▶ [Assigned task]: Leave every picture out and return the rest of the listing verbatim.

++++

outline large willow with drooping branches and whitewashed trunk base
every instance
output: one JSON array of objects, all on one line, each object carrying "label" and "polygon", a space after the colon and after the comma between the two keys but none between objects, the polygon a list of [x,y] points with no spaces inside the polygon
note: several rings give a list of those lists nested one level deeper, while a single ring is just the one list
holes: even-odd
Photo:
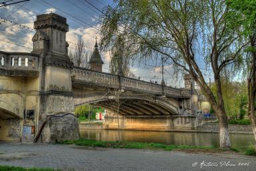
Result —
[{"label": "large willow with drooping branches and whitewashed trunk base", "polygon": [[[182,68],[193,76],[217,114],[220,148],[231,146],[221,71],[237,62],[241,50],[234,48],[239,36],[226,27],[227,12],[221,0],[120,0],[105,9],[101,27],[104,50],[112,48],[116,35],[123,35],[127,37],[126,58],[164,55],[174,69]],[[203,64],[211,68],[217,98],[205,82],[199,67]]]}]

++++

▶ [Your solution]:
outline large willow with drooping branches and whitewashed trunk base
every instance
output: one JSON array of objects, all on one line, each object carrying "label" and "polygon", a space after the colon and after the comma between the two keys but none between objects, the polygon a list of [x,y] points with no spaces inside the polygon
note: several rings give a list of those lists nested one level deeper, while a single ring is just the one list
holes: even-odd
Photo:
Result —
[{"label": "large willow with drooping branches and whitewashed trunk base", "polygon": [[[182,68],[193,76],[217,114],[220,148],[231,146],[221,71],[237,62],[241,50],[234,48],[239,36],[226,27],[227,12],[221,0],[120,0],[105,9],[101,27],[104,50],[112,48],[116,35],[123,35],[127,37],[126,58],[164,55],[174,69]],[[203,64],[211,68],[217,98],[205,82],[199,67]]]}]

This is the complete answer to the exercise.